___ Selection ___
There was a time when the theatre of war remained exclusive from the type of blue-collar crime, racketeering and fraud we entertain at home. Throughout the 20th century, organised rackets were a venerable industry in America. Within an official military context, activities like “insurance jobs”, staged lorry thefts, narcotics and human trafficking are not exactly simple fayre for the average commissioned soldier. For a private contractor however, this kind of under-the-table work can land an easy payday for anyone organised and bold enough to go through with it.

Truck drivers, security guards, fork lift operators, stock checkers, middle managers and a few key bent police officers all working in collusion with each other to take in merchandise and then distribute it through black market channels. Everyone gets a cut along the way. This might be a scene straight out the Baltimore shipping yards in the popular HBO series The Wire. It could be from any US teamster-controlled port, or any Sicilian Mafia-controlled market in Italy, or Marseilles. It’s organised crime. And it’s the exact same blueprint we are witnessing in Afghanistan and Iraq.

According to a recent report from the BBC this week, some owners of oil tankers being used to supply fuel to Nato Forces in Afghanistan believe that some of the attacks on their convoys are suspicious. Yes, you heard that right. Contractors have been caught red-handed attacking their own vehicles whilst travelling from Pakistan to Afghanistan.
___
* Goals:
(A) Repeat the passage word for word between "Truck drivers, security" and "Afghanistan and Iraq.", inclusive.
(B) List every job the passage names in its sentence starting "Truck drivers".
The lines after the passage play no part in this work.
___ Data extract ___
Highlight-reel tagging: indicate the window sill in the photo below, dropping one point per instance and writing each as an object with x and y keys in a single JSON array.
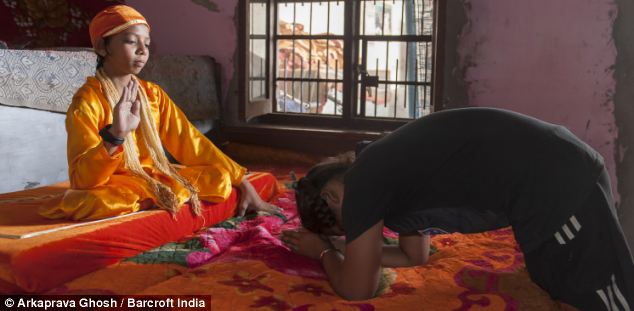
___
* Answers:
(A)
Truck drivers, security guards, fork lift operators, stock checkers, middle managers and a few key bent police officers all working in collusion with each other to take in merchandise and then distribute it through black market channels. Everyone gets a cut along the way. This might be a scene straight out the Baltimore shipping yards in the popular HBO series The Wire. It could be from any US teamster-controlled port, or any Sicilian Mafia-controlled market in Italy, or Marseilles. It’s organised crime. And it’s the exact same blueprint we are witnessing in Afghanistan and Iraq.

(B)
- Truck drivers
- Security guards
- Fork lift operators
- Stock checkers
- Middle managers
- Police officers